(Registros de anotación de regiones)
_____

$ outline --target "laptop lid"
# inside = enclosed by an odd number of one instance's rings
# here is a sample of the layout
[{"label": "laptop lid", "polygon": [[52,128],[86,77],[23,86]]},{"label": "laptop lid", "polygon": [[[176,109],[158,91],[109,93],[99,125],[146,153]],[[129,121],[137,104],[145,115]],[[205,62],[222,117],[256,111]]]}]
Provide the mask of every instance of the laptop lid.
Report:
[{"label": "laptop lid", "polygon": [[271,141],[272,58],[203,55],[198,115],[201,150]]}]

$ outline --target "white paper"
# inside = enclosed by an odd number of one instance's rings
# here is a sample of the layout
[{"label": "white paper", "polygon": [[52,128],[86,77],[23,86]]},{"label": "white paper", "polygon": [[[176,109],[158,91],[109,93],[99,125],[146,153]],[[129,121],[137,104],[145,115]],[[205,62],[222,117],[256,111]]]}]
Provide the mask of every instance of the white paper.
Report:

_____

* LA TAREA
Por favor, vuelve a escribir todos los registros cambiando "white paper" por "blue folder" y deja todo lo demás igual.

* RESPUESTA ESPERADA
$ outline --target "laptop lid"
# inside = enclosed by an odd number of one instance's rings
# here is a sample of the layout
[{"label": "laptop lid", "polygon": [[52,128],[86,77],[23,86]]},{"label": "laptop lid", "polygon": [[[176,109],[158,91],[109,93],[99,125],[146,153]],[[129,121],[137,104],[145,115]],[[205,62],[222,117],[256,111]]]}]
Provide the mask of every instance of the laptop lid.
Report:
[{"label": "laptop lid", "polygon": [[271,141],[272,58],[203,55],[198,115],[201,150]]}]

$ outline --target "blue folder"
# inside = enclosed by an odd number of one instance's rings
# here is a sample of the layout
[{"label": "blue folder", "polygon": [[52,128],[86,77],[23,86]]},{"label": "blue folder", "polygon": [[[176,109],[158,91],[109,93],[99,125],[146,153]],[[129,121],[137,104],[145,115]],[[205,62],[222,117],[256,111]]]}]
Provide the mask of every instance of the blue folder.
Report:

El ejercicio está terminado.